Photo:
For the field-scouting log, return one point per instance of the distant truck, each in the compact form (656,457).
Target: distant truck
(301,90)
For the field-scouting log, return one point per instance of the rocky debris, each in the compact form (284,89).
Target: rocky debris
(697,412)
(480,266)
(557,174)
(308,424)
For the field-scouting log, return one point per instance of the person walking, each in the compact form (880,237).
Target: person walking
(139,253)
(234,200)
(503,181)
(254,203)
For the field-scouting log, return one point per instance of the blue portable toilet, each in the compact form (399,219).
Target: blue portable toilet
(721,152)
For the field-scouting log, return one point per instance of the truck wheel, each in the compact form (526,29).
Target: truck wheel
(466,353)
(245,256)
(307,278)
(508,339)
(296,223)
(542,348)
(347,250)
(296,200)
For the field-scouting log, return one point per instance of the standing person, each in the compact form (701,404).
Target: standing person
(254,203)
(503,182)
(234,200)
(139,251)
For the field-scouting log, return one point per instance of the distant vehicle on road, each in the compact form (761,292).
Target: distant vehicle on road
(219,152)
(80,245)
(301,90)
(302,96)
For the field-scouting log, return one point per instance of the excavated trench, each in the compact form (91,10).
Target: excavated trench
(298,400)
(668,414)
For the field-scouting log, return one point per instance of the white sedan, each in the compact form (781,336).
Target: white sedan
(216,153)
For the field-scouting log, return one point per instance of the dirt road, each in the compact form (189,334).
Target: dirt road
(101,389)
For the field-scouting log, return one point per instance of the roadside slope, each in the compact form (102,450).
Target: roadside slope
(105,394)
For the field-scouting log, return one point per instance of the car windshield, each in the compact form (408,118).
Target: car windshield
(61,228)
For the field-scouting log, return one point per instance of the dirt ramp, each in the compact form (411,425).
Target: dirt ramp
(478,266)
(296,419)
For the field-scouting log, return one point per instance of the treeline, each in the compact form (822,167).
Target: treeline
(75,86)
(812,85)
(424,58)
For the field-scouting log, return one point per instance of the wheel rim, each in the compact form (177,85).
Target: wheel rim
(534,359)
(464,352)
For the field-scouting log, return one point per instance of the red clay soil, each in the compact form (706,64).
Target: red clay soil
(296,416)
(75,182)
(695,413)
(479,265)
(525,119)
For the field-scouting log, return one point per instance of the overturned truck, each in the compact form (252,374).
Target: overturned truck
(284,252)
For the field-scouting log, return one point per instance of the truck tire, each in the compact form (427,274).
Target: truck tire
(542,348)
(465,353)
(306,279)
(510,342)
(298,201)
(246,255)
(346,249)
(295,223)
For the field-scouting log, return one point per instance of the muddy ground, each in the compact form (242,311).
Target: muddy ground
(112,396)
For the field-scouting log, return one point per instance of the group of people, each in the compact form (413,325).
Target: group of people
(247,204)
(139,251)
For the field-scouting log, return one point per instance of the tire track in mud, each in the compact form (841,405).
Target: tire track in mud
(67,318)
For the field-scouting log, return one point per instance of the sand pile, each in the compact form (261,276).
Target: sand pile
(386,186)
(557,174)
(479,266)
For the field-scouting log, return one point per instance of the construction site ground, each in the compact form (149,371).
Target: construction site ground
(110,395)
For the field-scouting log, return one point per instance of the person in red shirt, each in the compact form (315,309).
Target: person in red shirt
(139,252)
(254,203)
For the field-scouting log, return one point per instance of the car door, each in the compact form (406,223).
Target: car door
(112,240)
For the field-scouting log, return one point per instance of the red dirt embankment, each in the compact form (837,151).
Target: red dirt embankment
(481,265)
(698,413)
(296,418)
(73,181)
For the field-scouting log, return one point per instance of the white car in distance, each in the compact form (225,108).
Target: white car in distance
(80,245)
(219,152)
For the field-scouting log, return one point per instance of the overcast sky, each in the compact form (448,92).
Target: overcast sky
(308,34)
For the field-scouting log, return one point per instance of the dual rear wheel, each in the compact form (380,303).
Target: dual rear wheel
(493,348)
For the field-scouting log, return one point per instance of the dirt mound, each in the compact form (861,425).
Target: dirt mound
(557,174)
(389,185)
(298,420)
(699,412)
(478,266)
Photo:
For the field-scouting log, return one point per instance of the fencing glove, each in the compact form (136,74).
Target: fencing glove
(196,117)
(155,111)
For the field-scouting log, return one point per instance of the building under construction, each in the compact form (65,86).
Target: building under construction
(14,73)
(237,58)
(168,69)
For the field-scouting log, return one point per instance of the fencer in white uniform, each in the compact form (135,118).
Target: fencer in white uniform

* * * * * * *

Please recast all the items above as a Markdown table with two columns, Row and Item line. Number each line in order and leave out blank lines.

** EXERCISE SOLUTION **
| Row | Item line |
|---|---|
| 1 | Photo: |
| 2 | For the field-scouting log, return one point per instance of the distant truck, each in the compact form (656,457). |
| 3 | Target: distant truck |
| 4 | (301,90) |
| 5 | For the field-scouting log, return one point per instance of the rocky debris, each in the compact form (284,89). |
| 6 | Target: rocky debris |
| 7 | (697,412) |
| 8 | (480,266) |
| 9 | (557,174) |
| 10 | (308,424) |
| 11 | For the field-scouting log, return one point per instance of the person walking, each in the compact form (880,237). |
| 12 | Target: person walking |
| 13 | (139,253) |
| 14 | (234,200) |
| 15 | (503,181) |
| 16 | (254,203) |
| 17 | For the field-scouting log, return one point per instance of the blue portable toilet, each in the compact form (399,219). |
| 18 | Target: blue portable toilet |
| 19 | (721,152) |
| 20 | For the field-scouting log, return one point per instance of the truck wheel, each in the compact form (526,29). |
| 21 | Target: truck wheel |
| 22 | (466,353) |
| 23 | (245,256) |
| 24 | (307,278) |
| 25 | (508,339) |
| 26 | (296,223) |
| 27 | (542,348) |
| 28 | (347,250) |
| 29 | (296,200) |
| 30 | For the field-scouting log, return one point per instance of the standing person, each in the compact form (701,404). |
| 31 | Target: standing person |
| 32 | (254,203) |
| 33 | (503,182) |
| 34 | (234,200) |
| 35 | (139,251) |
| 36 | For the field-scouting log, return one point per instance of the distant vehicle on road, each in the compact form (761,292). |
| 37 | Target: distant vehicle on road |
| 38 | (219,152) |
| 39 | (80,245) |
| 40 | (301,90) |
| 41 | (302,96) |
| 42 | For the field-scouting log, return one point per instance of the excavated trench, each in the compact form (91,10). |
| 43 | Target: excavated trench |
| 44 | (298,400) |
| 45 | (668,414) |
| 46 | For the field-scouting log, return one point per instance of the white sedan, each in the compact form (781,336). |
| 47 | Target: white sedan |
| 48 | (216,153) |
| 49 | For the field-scouting log, return one point per instance of the dirt road, each in the compact form (189,334). |
| 50 | Target: dirt road |
| 51 | (101,389) |
| 52 | For the field-scouting log, return one point per instance of the roadside slope, each in the compact form (102,450). |
| 53 | Target: roadside slope |
| 54 | (105,394) |
| 55 | For the field-scouting log, return one point per instance of the car windshield, each in the compact form (408,118). |
| 56 | Target: car windshield |
| 57 | (61,228) |
| 58 | For the field-scouting log, return one point per instance of the dirt ramp, each in the compact form (411,425). |
| 59 | Target: dirt ramp |
| 60 | (478,266) |
| 61 | (296,419) |
| 62 | For the field-scouting log, return one point per instance of the treeline, each in the compact form (822,167). |
| 63 | Target: treeline |
| 64 | (75,86) |
| 65 | (812,85) |
| 66 | (424,58) |
| 67 | For the field-scouting log, return one point per instance of the wheel rim, each in the compact form (177,85). |
| 68 | Target: wheel rim |
| 69 | (534,359) |
| 70 | (464,352) |
| 71 | For the field-scouting log, return one point per instance of the red clay soil, each in the compact form (706,64). |
| 72 | Target: red clay soil |
| 73 | (296,416) |
| 74 | (75,182) |
| 75 | (695,413) |
| 76 | (479,265) |
| 77 | (525,119) |
| 78 | For the field-scouting log, return one point per instance of the overturned truck, each in the compact form (252,374). |
| 79 | Target: overturned truck |
| 80 | (284,252) |
| 81 | For the field-scouting log, return one point per instance of the truck tire, each in the compact form (427,274). |
| 82 | Target: truck tire |
| 83 | (542,348) |
| 84 | (465,353) |
| 85 | (306,279) |
| 86 | (510,342) |
| 87 | (298,201) |
| 88 | (246,255) |
| 89 | (346,249) |
| 90 | (295,223) |
| 91 | For the field-scouting log, return one point per instance of the muddy ground, each in the compact form (242,311). |
| 92 | Target: muddy ground |
| 93 | (112,396) |
| 94 | For the field-scouting log, return one point per instance of the group of people, each in the compact form (413,325). |
| 95 | Target: group of people |
| 96 | (247,204) |
| 97 | (139,251) |
| 98 | For the field-scouting log, return one point per instance of the tire track in mud, each in the compact form (841,405). |
| 99 | Target: tire track in mud |
| 100 | (67,318) |
| 101 | For the field-scouting log, return one point per instance of the sand pile, each in the compact form (261,276). |
| 102 | Target: sand pile |
| 103 | (386,186) |
| 104 | (557,174) |
| 105 | (479,266) |
| 106 | For the field-scouting log, return one point per instance of the construction site ground, each in the compact form (149,371). |
| 107 | Target: construction site ground |
| 108 | (110,395) |
| 109 | For the field-scouting log, return one point per instance of the person in red shirt, each in the compact form (315,309). |
| 110 | Target: person in red shirt |
| 111 | (139,252) |
| 112 | (254,203) |
| 113 | For the field-scouting log, return one point per instance of the car door, each in the compact form (406,223). |
| 114 | Target: car door |
| 115 | (112,240) |
| 116 | For the field-scouting log, return one point per instance of the red dirt embankment, each in the compact form (837,151). |
| 117 | Target: red dirt embankment |
| 118 | (481,265) |
| 119 | (698,413) |
| 120 | (296,418) |
| 121 | (73,181) |
| 122 | For the field-scouting log, return one point per instance of the white car in distance, each in the compact form (225,108). |
| 123 | Target: white car in distance |
| 124 | (80,245) |
| 125 | (219,152) |
| 126 | For the field-scouting log, return one point per instance of the overcast sky, each in the compact form (448,92). |
| 127 | Target: overcast sky |
| 128 | (308,34) |
| 129 | For the field-scouting log, return one point per instance of the dual rear wheel, each in the compact form (380,303). |
| 130 | Target: dual rear wheel |
| 131 | (493,348) |
| 132 | For the field-scouting log, return one point per instance of the dirt mound, each in the compact form (861,425). |
| 133 | Target: dirt mound |
| 134 | (557,174) |
| 135 | (389,185) |
| 136 | (298,420) |
| 137 | (699,412) |
| 138 | (478,266) |
| 139 | Photo: |
| 140 | For the field-scouting log, return one point per instance of the fencing glove, each in the compact form (136,74). |
| 141 | Target: fencing glove |
| 142 | (196,117) |
| 143 | (155,111) |
| 144 | For the field-scouting log, return one point per instance of the building under construction, each in the compact form (65,86). |
| 145 | Target: building under construction |
| 146 | (14,73) |
| 147 | (237,58) |
| 148 | (168,69) |
| 149 | For the field-scouting log, return one point per instance of the fencer in white uniform, each in the compact form (135,118). |
| 150 | Target: fencer in white uniform |